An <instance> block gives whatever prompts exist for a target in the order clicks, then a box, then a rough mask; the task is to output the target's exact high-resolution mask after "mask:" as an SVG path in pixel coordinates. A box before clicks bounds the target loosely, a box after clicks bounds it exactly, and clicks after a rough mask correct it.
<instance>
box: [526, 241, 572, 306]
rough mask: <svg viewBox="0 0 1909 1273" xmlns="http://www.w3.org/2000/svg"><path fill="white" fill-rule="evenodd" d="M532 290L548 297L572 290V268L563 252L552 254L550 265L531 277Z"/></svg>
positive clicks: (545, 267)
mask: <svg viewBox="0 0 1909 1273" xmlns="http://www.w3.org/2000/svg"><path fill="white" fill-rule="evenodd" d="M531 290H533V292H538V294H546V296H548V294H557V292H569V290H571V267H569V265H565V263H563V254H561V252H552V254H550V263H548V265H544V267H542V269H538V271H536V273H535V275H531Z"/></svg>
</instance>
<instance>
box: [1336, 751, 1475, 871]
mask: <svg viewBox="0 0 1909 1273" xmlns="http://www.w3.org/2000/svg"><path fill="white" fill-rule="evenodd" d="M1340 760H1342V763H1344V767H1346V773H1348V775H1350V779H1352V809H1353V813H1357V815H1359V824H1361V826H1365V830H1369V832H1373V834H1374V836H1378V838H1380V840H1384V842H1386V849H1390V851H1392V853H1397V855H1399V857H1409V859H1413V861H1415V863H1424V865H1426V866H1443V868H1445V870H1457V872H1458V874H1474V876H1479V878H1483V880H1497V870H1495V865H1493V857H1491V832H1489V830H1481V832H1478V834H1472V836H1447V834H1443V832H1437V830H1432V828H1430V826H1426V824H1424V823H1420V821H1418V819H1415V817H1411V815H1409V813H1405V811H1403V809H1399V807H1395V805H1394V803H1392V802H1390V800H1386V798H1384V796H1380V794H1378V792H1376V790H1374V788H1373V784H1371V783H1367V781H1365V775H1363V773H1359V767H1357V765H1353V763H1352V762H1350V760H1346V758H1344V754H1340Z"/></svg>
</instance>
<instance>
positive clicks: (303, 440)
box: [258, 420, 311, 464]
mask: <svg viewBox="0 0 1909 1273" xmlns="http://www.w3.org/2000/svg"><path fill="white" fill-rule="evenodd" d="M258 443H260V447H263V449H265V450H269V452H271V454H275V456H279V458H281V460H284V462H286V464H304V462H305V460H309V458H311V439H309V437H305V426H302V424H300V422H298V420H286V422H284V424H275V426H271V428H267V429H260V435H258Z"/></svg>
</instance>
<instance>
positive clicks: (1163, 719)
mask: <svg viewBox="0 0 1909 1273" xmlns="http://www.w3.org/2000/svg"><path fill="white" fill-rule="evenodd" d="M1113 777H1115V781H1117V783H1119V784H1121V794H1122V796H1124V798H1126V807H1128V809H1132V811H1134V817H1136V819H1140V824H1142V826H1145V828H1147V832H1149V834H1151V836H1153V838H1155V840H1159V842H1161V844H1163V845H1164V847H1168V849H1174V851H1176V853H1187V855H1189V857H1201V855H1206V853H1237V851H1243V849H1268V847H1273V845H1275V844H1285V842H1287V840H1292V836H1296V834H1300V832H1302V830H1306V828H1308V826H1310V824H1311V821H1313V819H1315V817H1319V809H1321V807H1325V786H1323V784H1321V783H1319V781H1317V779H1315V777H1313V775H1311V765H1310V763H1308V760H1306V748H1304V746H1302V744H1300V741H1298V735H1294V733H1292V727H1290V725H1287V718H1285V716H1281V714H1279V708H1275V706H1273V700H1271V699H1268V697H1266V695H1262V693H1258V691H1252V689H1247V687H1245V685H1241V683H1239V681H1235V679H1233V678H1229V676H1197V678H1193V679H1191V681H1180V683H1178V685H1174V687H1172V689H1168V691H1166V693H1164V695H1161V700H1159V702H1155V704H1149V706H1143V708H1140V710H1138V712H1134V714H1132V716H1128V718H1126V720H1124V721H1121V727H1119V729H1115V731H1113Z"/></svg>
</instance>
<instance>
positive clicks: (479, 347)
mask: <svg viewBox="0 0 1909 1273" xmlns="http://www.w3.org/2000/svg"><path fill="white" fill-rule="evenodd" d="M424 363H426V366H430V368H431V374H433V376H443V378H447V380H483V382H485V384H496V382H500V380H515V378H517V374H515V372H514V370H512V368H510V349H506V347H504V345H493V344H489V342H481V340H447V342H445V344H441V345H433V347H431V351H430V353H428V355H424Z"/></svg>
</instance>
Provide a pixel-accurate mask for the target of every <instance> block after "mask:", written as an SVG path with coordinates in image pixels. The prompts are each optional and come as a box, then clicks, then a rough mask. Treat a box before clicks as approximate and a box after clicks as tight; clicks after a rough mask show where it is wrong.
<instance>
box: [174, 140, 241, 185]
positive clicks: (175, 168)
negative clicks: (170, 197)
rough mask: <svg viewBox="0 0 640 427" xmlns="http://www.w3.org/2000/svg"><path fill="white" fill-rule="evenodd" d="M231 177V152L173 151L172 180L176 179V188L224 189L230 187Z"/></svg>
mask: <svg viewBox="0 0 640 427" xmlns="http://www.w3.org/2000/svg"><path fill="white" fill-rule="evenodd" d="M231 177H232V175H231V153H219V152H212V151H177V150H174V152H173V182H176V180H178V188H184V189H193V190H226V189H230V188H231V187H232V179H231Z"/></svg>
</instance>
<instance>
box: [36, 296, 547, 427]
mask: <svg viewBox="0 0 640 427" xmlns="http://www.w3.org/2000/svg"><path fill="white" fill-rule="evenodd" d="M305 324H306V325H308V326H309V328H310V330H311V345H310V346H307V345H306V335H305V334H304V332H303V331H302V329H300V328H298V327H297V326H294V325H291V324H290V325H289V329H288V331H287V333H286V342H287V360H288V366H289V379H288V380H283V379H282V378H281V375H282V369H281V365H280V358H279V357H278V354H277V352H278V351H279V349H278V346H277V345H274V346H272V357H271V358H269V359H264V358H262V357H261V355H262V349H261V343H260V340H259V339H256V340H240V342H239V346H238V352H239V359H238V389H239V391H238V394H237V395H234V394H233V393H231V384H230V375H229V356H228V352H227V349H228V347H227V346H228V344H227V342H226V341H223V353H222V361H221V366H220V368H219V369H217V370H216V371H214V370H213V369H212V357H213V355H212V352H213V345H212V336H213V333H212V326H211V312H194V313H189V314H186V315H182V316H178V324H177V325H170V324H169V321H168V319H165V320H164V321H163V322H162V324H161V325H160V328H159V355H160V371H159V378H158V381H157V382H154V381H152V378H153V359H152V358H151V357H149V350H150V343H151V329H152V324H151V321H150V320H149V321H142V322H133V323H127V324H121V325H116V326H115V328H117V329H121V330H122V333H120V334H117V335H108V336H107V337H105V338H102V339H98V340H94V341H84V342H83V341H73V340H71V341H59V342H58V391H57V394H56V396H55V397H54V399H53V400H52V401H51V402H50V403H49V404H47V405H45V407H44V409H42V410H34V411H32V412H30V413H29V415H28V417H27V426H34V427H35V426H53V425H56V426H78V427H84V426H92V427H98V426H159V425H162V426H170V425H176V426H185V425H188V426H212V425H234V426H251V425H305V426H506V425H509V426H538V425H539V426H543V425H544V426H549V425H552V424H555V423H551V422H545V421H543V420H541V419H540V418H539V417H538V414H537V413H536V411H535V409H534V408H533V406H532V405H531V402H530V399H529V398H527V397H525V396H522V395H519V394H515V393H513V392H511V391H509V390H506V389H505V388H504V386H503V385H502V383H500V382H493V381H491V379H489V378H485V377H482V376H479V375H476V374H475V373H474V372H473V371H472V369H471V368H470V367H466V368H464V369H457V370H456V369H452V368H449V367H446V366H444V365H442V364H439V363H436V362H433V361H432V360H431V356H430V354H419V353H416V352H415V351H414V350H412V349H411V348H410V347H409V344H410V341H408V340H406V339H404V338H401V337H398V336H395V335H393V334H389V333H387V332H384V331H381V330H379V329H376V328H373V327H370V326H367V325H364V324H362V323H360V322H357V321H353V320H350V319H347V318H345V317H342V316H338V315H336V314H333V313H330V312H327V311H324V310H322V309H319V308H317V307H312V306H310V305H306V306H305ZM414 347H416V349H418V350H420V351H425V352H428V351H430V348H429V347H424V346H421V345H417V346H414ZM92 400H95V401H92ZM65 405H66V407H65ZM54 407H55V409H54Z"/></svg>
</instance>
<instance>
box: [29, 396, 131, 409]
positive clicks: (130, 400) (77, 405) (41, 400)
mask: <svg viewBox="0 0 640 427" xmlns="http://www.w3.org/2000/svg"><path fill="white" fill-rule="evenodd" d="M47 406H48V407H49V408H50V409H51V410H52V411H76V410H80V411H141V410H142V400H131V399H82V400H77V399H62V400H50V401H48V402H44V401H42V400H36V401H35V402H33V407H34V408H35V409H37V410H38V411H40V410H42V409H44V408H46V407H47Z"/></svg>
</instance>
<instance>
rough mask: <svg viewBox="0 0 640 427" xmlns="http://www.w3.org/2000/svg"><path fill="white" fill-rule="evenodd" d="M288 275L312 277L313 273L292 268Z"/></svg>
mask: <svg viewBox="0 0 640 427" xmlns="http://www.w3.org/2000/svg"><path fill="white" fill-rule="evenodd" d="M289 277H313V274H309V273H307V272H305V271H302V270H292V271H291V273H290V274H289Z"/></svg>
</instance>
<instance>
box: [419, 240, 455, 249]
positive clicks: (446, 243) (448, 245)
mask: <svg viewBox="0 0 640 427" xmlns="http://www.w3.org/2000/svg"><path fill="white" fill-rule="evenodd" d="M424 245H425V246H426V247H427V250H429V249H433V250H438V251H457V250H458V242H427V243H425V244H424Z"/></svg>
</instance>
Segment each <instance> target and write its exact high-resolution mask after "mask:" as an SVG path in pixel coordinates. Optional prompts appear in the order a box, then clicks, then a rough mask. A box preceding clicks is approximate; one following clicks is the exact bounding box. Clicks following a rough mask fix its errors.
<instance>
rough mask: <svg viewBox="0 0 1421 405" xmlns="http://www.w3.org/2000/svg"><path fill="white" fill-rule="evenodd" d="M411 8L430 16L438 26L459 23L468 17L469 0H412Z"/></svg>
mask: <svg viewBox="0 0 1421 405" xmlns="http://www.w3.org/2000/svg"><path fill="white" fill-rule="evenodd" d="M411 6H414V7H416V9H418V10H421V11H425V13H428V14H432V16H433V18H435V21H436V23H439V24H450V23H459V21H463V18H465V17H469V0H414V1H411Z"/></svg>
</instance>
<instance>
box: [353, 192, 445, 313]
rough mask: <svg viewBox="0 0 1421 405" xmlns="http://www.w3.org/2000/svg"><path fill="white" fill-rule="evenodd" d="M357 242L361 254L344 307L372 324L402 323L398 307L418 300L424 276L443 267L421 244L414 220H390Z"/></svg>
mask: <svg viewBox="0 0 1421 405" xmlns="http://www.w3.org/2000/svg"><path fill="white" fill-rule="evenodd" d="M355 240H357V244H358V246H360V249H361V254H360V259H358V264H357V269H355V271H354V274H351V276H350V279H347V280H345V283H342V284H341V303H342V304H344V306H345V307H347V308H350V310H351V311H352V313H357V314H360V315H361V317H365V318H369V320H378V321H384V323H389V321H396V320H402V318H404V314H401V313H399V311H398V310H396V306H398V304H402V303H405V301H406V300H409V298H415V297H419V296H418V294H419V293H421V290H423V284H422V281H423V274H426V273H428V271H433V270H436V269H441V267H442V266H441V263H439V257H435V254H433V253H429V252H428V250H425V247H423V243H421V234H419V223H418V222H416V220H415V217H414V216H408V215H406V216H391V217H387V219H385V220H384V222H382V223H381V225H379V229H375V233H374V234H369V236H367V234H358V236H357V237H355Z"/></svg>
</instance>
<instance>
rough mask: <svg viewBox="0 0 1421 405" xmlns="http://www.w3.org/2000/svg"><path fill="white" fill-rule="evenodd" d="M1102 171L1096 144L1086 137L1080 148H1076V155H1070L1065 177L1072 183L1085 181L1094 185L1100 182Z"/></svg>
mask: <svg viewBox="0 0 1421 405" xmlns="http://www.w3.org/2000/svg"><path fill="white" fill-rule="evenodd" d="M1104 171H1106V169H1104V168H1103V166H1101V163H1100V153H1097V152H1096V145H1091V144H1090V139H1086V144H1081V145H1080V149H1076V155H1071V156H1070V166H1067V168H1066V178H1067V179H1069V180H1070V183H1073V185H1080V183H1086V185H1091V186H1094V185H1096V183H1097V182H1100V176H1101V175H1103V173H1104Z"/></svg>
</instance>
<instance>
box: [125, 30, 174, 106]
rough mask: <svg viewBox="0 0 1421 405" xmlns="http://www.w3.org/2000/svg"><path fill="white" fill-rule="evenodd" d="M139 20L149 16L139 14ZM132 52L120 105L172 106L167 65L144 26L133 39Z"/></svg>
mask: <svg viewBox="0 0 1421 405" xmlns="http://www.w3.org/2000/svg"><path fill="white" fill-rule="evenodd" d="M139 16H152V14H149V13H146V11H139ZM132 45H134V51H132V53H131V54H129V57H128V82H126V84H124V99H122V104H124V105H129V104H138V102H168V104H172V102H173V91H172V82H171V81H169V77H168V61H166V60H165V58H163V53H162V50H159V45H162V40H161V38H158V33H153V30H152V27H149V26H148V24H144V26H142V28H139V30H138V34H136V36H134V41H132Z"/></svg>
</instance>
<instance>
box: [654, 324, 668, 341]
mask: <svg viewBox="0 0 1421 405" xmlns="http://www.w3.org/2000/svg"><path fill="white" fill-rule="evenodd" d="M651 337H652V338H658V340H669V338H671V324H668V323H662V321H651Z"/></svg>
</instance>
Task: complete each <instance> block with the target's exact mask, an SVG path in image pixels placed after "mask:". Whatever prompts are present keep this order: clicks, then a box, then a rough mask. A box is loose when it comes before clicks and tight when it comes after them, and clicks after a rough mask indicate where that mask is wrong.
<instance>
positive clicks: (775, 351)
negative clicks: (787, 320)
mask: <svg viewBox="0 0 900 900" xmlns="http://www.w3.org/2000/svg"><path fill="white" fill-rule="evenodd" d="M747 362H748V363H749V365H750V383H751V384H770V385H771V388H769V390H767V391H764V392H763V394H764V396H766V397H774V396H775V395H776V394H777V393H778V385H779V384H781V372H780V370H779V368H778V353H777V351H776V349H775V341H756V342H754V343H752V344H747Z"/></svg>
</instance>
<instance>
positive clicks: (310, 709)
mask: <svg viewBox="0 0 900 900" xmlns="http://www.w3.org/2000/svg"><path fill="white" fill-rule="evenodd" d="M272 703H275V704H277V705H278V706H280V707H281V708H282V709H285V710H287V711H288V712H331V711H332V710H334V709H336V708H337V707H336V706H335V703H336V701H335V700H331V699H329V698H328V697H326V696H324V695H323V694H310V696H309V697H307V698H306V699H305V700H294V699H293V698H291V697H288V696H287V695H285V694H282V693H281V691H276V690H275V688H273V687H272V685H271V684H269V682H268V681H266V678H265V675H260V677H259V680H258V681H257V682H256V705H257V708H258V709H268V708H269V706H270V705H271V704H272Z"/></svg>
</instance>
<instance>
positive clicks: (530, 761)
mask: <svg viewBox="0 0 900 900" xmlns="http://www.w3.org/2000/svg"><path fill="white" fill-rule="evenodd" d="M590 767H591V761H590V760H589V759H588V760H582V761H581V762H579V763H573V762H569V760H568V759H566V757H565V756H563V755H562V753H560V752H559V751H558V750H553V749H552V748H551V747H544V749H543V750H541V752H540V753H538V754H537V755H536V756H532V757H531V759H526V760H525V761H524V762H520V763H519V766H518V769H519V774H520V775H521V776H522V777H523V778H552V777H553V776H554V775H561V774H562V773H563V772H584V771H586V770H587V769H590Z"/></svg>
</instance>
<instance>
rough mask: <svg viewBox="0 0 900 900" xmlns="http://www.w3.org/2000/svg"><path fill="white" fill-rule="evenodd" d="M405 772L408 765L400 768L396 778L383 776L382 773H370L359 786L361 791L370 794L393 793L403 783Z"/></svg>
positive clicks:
——————————
**Work required**
Which lines of the records contain the string "order", matching uppercase and lowercase letters? Return each such line in full.

**Exercise solution**
An <instance> block gives whatever prompts exist for a target in the order clicks, then a box, then a rough mask; the task is to output the target's exact high-resolution mask after "mask:" as an SVG path in pixel coordinates. A box before clicks bounds the target loosely, a box after clicks bounds it exactly, and clicks after a rough mask correct it.
Segment each <instance> target and write its exact high-resolution mask after "mask:" as an SVG path in pixel coordinates. Optional prompts appear in the order a box, then clicks, then a rough mask. A box preceding clicks is approximate; one following clicks is the exact bounding box. Clicks following a rough mask fix its errors.
Task: complete each <instance> block with the target's exact mask, an SVG path in image pixels placed after "mask:". Whatever prompts are present keep this order: clicks, then a box, then a rough mask. A box is loose when it comes before clicks and tight when it comes after them, and clicks after a rough mask indicate where that mask is wrong.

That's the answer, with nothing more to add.